• _Extract_:
When I was still recovering from the panic and the guilt and the anger that comes with a faith crisis, God threw me the biggest care package I could’ve ever imagined in the form of a Methodist church, and my best friend got herself a great big I told you so moment.
I came to know Saint Junia in the oddest of ways. I follow SAFE Samford on Facebook, a LGBTQ-affirming group of Samford alums, faculty, and students. Dave, our pastor, who’d been an adjunct professor in Samford’s religion department for a while, had posted several things about the church. I figured if he was actively posting on that page, on purpose, it might be something I wanted to check out. I went to the website and saw they were having a pancake-and-waffle event at Dave’s house, which happened to be right down the street from where we’d just moved. I don’t even know what came over me – this was pretty bold even for my extroverted self – but I went to that breakfast-for-dinner event, completely solo, without knowing a single soul.
I cried the entire 2-minute drive home, because I never dreamed a church community could look like that.

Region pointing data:
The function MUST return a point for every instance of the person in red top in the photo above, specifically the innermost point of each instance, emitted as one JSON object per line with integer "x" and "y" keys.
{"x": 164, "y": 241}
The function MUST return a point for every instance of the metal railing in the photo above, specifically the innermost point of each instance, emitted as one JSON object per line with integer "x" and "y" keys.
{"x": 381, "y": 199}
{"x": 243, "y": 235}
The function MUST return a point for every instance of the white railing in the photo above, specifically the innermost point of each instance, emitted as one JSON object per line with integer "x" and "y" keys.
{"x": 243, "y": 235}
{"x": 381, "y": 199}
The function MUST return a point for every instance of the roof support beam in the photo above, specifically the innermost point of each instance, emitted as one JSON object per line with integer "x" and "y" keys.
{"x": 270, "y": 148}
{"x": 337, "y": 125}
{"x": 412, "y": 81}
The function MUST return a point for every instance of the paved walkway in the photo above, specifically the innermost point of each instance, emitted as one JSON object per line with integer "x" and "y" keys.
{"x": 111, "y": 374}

• _Try it_: Summarize the account of finding a church in two sentences.

• _Task result_: While recovering from a faith crisis, the narrator found Saint Junia, a Methodist church, through posts by its pastor, Dave, on the Facebook page of SAFE Samford, an LGBTQ-affirming group of Samford alums, faculty, and students. After going alone to a breakfast-for-dinner event at Dave's house without knowing anyone, the narrator cried the whole drive home, having never dreamed a church community could look like that.